START INFORMATION SHOWN
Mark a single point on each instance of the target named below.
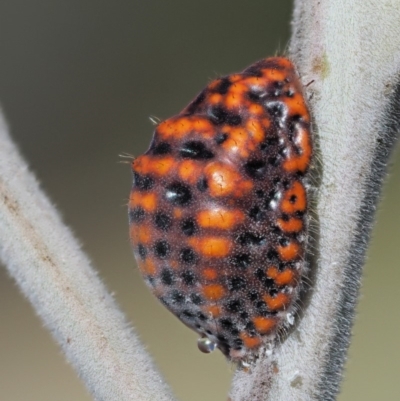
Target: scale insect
(219, 211)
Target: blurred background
(78, 81)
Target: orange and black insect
(219, 210)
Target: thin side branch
(57, 278)
(350, 49)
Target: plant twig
(350, 49)
(57, 278)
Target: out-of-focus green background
(78, 81)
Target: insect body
(218, 208)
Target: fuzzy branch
(351, 49)
(53, 273)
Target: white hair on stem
(350, 49)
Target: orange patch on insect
(294, 199)
(291, 226)
(300, 162)
(212, 247)
(257, 129)
(212, 311)
(215, 98)
(148, 267)
(264, 324)
(223, 180)
(210, 274)
(279, 301)
(189, 171)
(213, 292)
(272, 74)
(281, 278)
(219, 218)
(148, 201)
(250, 342)
(290, 251)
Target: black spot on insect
(136, 215)
(178, 194)
(248, 238)
(256, 96)
(253, 71)
(253, 295)
(192, 108)
(273, 161)
(234, 305)
(195, 150)
(162, 148)
(269, 284)
(167, 277)
(142, 251)
(188, 227)
(276, 109)
(260, 193)
(162, 249)
(219, 115)
(220, 138)
(260, 274)
(222, 339)
(270, 142)
(177, 297)
(226, 324)
(188, 277)
(196, 299)
(272, 291)
(162, 221)
(142, 182)
(255, 168)
(242, 261)
(202, 185)
(223, 86)
(250, 328)
(236, 283)
(272, 255)
(271, 196)
(187, 256)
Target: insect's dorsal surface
(218, 208)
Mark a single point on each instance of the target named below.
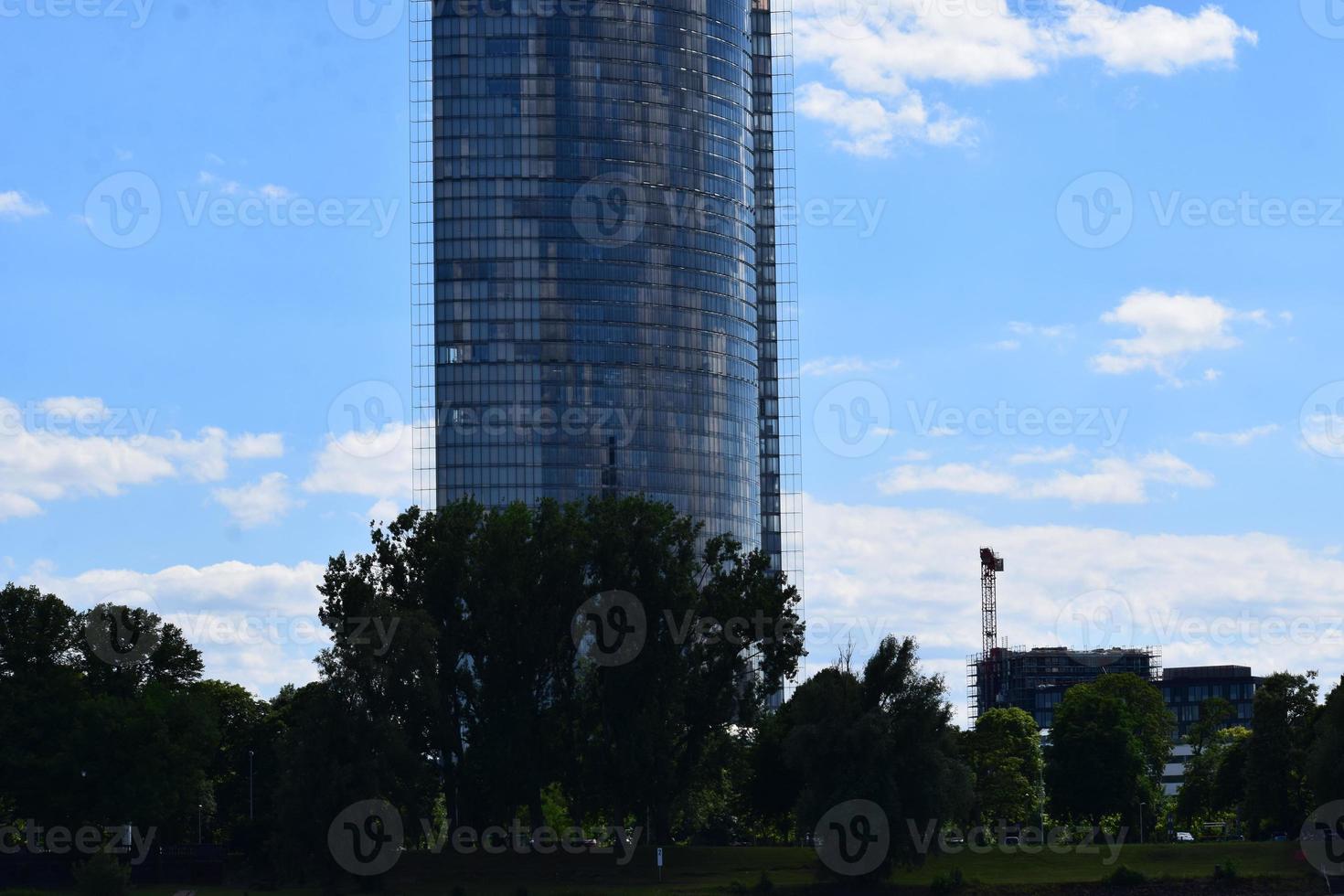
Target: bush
(948, 883)
(1125, 876)
(102, 876)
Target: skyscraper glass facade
(594, 255)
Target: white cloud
(1044, 455)
(878, 51)
(949, 477)
(1171, 326)
(1243, 437)
(249, 446)
(375, 465)
(1120, 481)
(1106, 481)
(1204, 600)
(266, 500)
(385, 511)
(1052, 332)
(16, 206)
(1153, 39)
(866, 126)
(91, 409)
(254, 624)
(65, 448)
(848, 364)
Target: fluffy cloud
(249, 446)
(1171, 328)
(1044, 455)
(66, 448)
(371, 464)
(254, 624)
(258, 503)
(1240, 438)
(848, 364)
(866, 126)
(1109, 480)
(15, 206)
(878, 48)
(1252, 600)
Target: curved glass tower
(594, 255)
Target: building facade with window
(603, 271)
(1184, 692)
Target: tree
(1326, 764)
(1108, 747)
(42, 695)
(1209, 739)
(886, 738)
(1277, 792)
(1004, 755)
(484, 675)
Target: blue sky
(175, 430)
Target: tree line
(588, 664)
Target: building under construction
(1035, 678)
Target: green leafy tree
(1004, 753)
(1209, 739)
(1326, 764)
(1108, 747)
(1278, 795)
(884, 736)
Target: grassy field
(700, 872)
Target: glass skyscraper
(603, 261)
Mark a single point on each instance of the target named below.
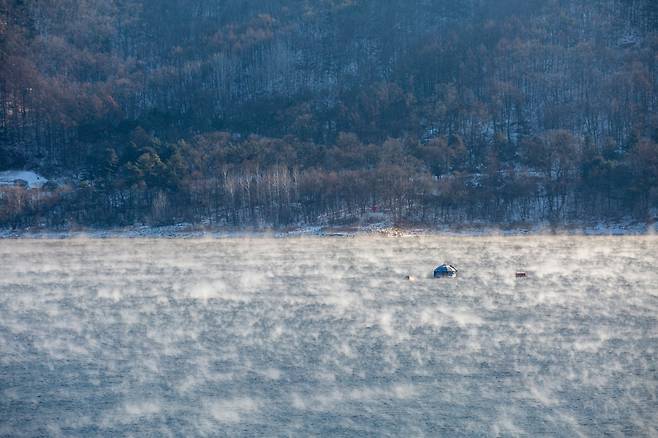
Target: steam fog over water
(323, 336)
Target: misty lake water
(324, 336)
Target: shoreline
(190, 231)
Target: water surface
(323, 336)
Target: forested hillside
(251, 112)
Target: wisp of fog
(325, 336)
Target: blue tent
(445, 271)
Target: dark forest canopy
(290, 111)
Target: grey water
(325, 337)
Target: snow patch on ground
(33, 180)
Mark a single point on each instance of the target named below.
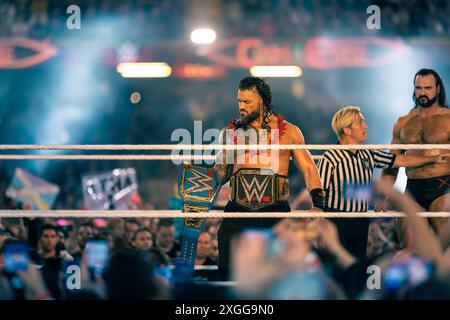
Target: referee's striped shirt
(342, 170)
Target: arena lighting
(144, 69)
(203, 36)
(276, 71)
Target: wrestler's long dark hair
(263, 89)
(441, 98)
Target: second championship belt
(198, 187)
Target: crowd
(134, 250)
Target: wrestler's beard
(428, 103)
(246, 120)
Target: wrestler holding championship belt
(258, 178)
(198, 187)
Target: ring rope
(111, 157)
(211, 214)
(150, 147)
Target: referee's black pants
(353, 233)
(231, 227)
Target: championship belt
(198, 186)
(255, 189)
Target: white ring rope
(150, 147)
(211, 214)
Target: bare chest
(432, 129)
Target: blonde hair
(343, 118)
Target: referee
(347, 176)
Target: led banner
(111, 190)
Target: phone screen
(16, 257)
(97, 255)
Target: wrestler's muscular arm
(303, 160)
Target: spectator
(165, 238)
(204, 248)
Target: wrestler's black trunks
(425, 191)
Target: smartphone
(409, 272)
(16, 257)
(97, 257)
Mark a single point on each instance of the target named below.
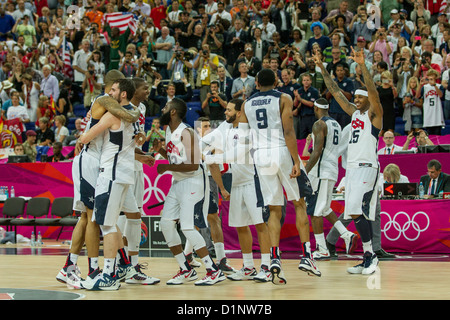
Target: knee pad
(133, 234)
(169, 230)
(108, 229)
(195, 238)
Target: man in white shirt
(221, 13)
(390, 147)
(80, 61)
(143, 9)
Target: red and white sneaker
(212, 277)
(183, 276)
(243, 274)
(309, 266)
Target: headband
(361, 93)
(321, 106)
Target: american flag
(68, 71)
(121, 20)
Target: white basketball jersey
(118, 153)
(363, 143)
(94, 147)
(433, 114)
(264, 118)
(176, 152)
(327, 166)
(140, 127)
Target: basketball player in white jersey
(115, 177)
(85, 169)
(246, 205)
(362, 159)
(188, 197)
(322, 170)
(268, 114)
(215, 184)
(130, 222)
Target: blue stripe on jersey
(272, 92)
(259, 196)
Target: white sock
(73, 258)
(109, 266)
(181, 259)
(220, 250)
(134, 260)
(248, 260)
(265, 259)
(209, 264)
(320, 240)
(340, 227)
(367, 246)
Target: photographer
(206, 66)
(381, 44)
(128, 67)
(214, 38)
(180, 65)
(91, 88)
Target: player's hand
(161, 168)
(225, 194)
(140, 139)
(295, 170)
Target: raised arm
(334, 89)
(376, 109)
(111, 105)
(320, 132)
(287, 120)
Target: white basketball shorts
(246, 206)
(361, 192)
(318, 204)
(188, 202)
(85, 171)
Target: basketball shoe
(91, 279)
(351, 241)
(277, 273)
(212, 277)
(183, 276)
(106, 283)
(125, 271)
(264, 275)
(368, 266)
(225, 267)
(141, 278)
(243, 274)
(309, 266)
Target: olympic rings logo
(159, 193)
(402, 229)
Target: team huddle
(258, 144)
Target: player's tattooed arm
(112, 106)
(334, 89)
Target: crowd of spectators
(214, 50)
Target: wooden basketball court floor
(407, 277)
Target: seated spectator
(57, 155)
(155, 132)
(216, 104)
(61, 131)
(29, 146)
(421, 138)
(392, 174)
(18, 149)
(435, 181)
(44, 135)
(170, 93)
(390, 147)
(16, 110)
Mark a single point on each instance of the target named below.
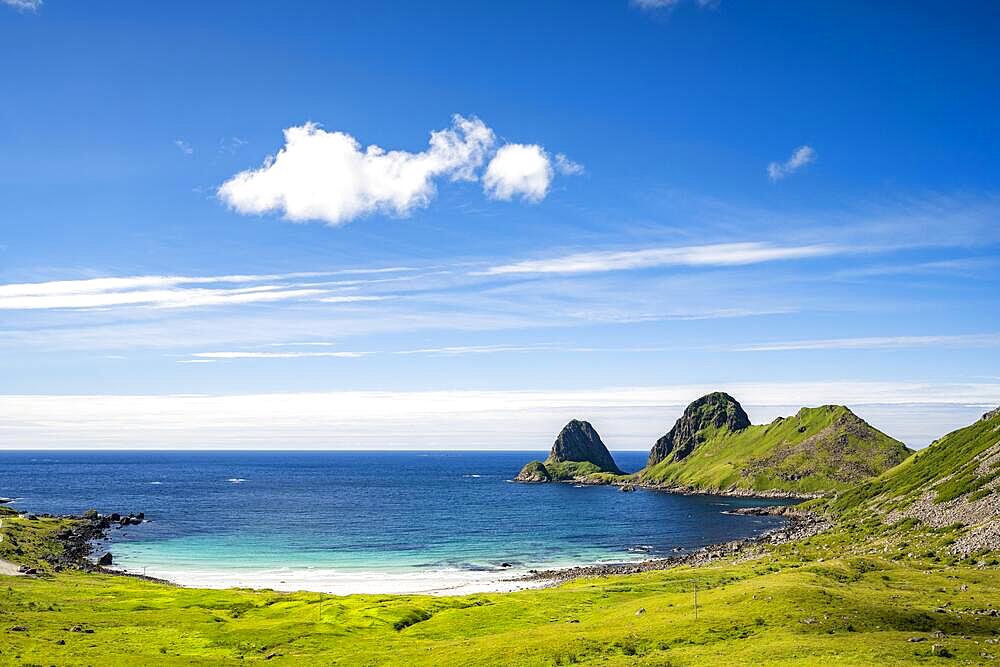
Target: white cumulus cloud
(518, 170)
(800, 157)
(567, 167)
(327, 176)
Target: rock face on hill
(701, 418)
(578, 441)
(534, 472)
(578, 451)
(955, 482)
(713, 448)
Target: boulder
(534, 472)
(578, 441)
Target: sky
(458, 225)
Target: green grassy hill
(889, 584)
(953, 482)
(818, 450)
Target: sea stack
(578, 450)
(700, 420)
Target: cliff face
(577, 452)
(953, 482)
(714, 448)
(578, 441)
(700, 420)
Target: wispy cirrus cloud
(799, 158)
(23, 5)
(719, 254)
(628, 417)
(184, 147)
(277, 355)
(169, 291)
(876, 343)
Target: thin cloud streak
(875, 343)
(277, 355)
(719, 254)
(631, 416)
(172, 291)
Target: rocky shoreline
(78, 542)
(628, 484)
(801, 525)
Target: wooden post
(696, 600)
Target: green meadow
(862, 593)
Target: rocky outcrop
(577, 453)
(712, 411)
(534, 472)
(578, 441)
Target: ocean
(362, 522)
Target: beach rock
(534, 472)
(712, 411)
(578, 441)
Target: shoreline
(801, 525)
(90, 529)
(633, 485)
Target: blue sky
(628, 203)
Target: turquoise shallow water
(231, 516)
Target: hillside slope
(713, 447)
(956, 480)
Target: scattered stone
(940, 651)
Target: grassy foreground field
(852, 596)
(920, 588)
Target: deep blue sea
(361, 521)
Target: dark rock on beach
(801, 525)
(534, 472)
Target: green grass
(817, 451)
(948, 467)
(858, 594)
(851, 597)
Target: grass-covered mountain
(955, 482)
(713, 447)
(887, 583)
(577, 452)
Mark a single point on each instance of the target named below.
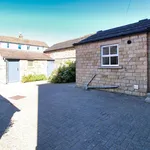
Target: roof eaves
(51, 50)
(96, 40)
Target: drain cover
(17, 97)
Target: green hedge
(64, 74)
(31, 78)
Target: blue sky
(59, 20)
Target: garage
(50, 67)
(15, 64)
(13, 68)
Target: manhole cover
(17, 97)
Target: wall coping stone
(110, 67)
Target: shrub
(64, 74)
(31, 78)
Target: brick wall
(132, 59)
(61, 56)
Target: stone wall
(2, 71)
(32, 67)
(61, 56)
(148, 52)
(132, 62)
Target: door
(50, 67)
(13, 71)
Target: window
(30, 63)
(109, 55)
(7, 45)
(28, 47)
(19, 46)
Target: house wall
(23, 47)
(38, 67)
(61, 56)
(132, 59)
(2, 71)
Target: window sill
(110, 67)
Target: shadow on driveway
(71, 118)
(7, 110)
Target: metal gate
(13, 71)
(50, 67)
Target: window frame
(19, 46)
(109, 55)
(30, 63)
(8, 45)
(28, 47)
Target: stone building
(116, 60)
(64, 51)
(20, 57)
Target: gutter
(108, 38)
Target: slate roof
(138, 27)
(23, 55)
(65, 44)
(22, 41)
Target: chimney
(20, 36)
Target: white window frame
(109, 55)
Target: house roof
(65, 44)
(22, 41)
(138, 27)
(24, 55)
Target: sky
(55, 21)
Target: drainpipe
(148, 71)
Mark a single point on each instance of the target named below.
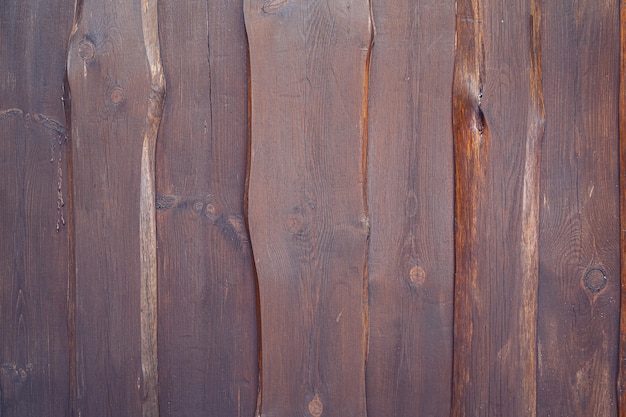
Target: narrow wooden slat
(621, 388)
(34, 358)
(410, 191)
(579, 264)
(207, 297)
(116, 90)
(498, 125)
(307, 211)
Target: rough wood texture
(115, 93)
(34, 358)
(579, 263)
(207, 297)
(621, 389)
(307, 209)
(147, 213)
(498, 125)
(410, 192)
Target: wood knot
(117, 95)
(417, 275)
(86, 50)
(274, 6)
(595, 280)
(316, 407)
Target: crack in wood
(147, 222)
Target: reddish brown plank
(579, 264)
(498, 126)
(207, 308)
(116, 88)
(34, 357)
(410, 192)
(621, 388)
(307, 211)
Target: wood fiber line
(207, 300)
(34, 239)
(621, 388)
(147, 216)
(410, 184)
(114, 81)
(307, 214)
(498, 120)
(579, 285)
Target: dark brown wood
(498, 125)
(579, 264)
(116, 89)
(207, 308)
(307, 206)
(621, 388)
(34, 240)
(410, 193)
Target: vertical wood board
(579, 263)
(207, 307)
(307, 209)
(410, 196)
(34, 358)
(498, 126)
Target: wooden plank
(34, 358)
(411, 193)
(621, 388)
(579, 265)
(117, 88)
(207, 291)
(498, 125)
(307, 209)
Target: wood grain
(114, 111)
(579, 240)
(207, 298)
(34, 240)
(621, 388)
(498, 126)
(307, 207)
(410, 196)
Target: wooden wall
(307, 208)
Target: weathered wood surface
(498, 126)
(207, 308)
(307, 206)
(353, 171)
(116, 90)
(621, 391)
(579, 262)
(34, 353)
(410, 195)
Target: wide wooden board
(34, 238)
(207, 291)
(410, 196)
(307, 206)
(498, 126)
(579, 287)
(116, 89)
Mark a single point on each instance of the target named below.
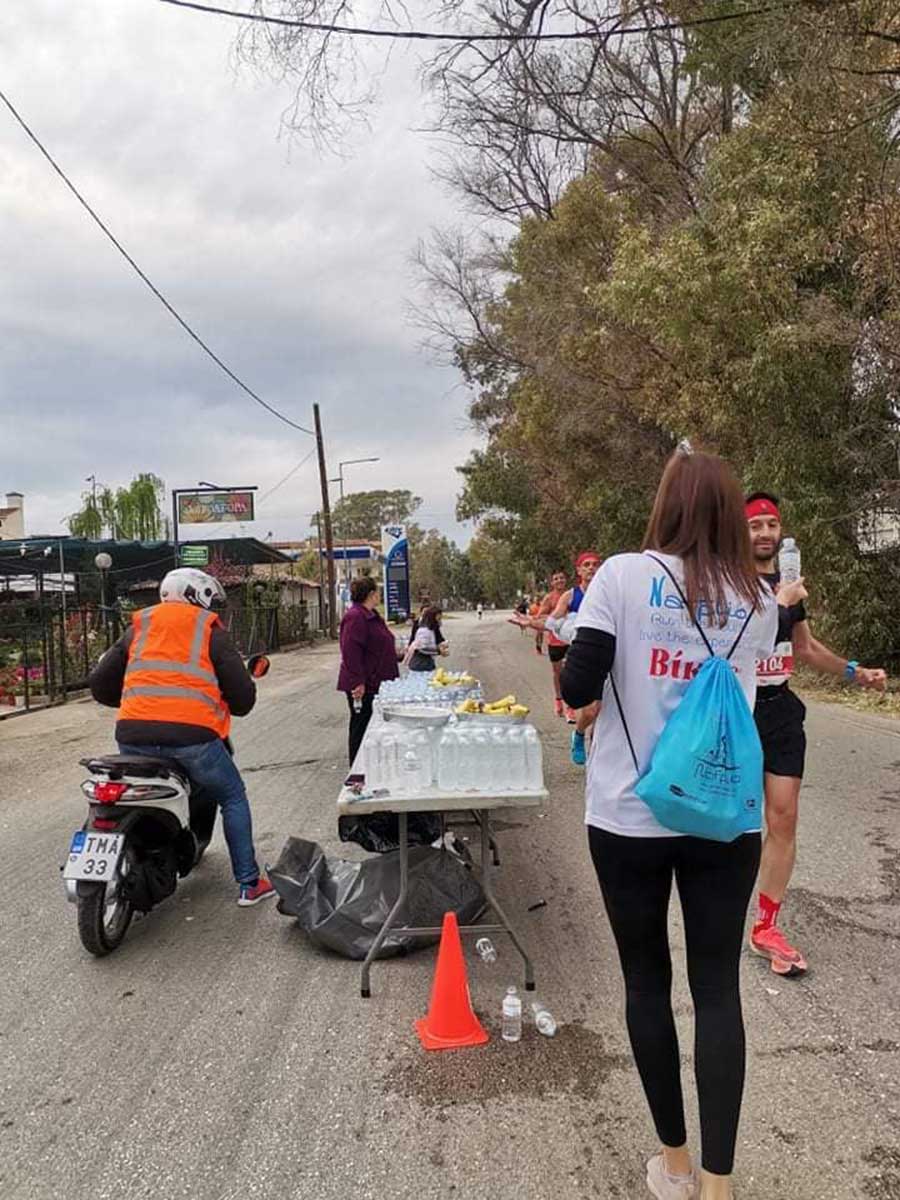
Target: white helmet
END INFORMATION SHOWN
TO BE DONE: Update the material from the line holding "Target: vertical wood board" through the end of the material by replacing "weathered" with "worn" and changing nothing else, and leave the pictures out of your answer.

CORRECT ANSWER:
Target: vertical wood board
(579, 263)
(207, 307)
(307, 209)
(410, 196)
(34, 358)
(498, 126)
Target: wooden plank
(34, 358)
(411, 193)
(621, 388)
(579, 265)
(117, 88)
(207, 291)
(498, 125)
(307, 209)
Target: wood grain
(114, 111)
(579, 240)
(207, 298)
(34, 240)
(621, 388)
(498, 126)
(307, 207)
(410, 196)
Target: wooden wall
(307, 208)
Target: worn wood surface
(498, 126)
(207, 308)
(307, 206)
(353, 171)
(116, 90)
(621, 391)
(579, 262)
(34, 353)
(410, 195)
Target: wide wooden board
(34, 238)
(207, 291)
(410, 196)
(307, 206)
(498, 126)
(579, 287)
(116, 89)
Mark a single point on each instance of the target named below.
Target: white helmet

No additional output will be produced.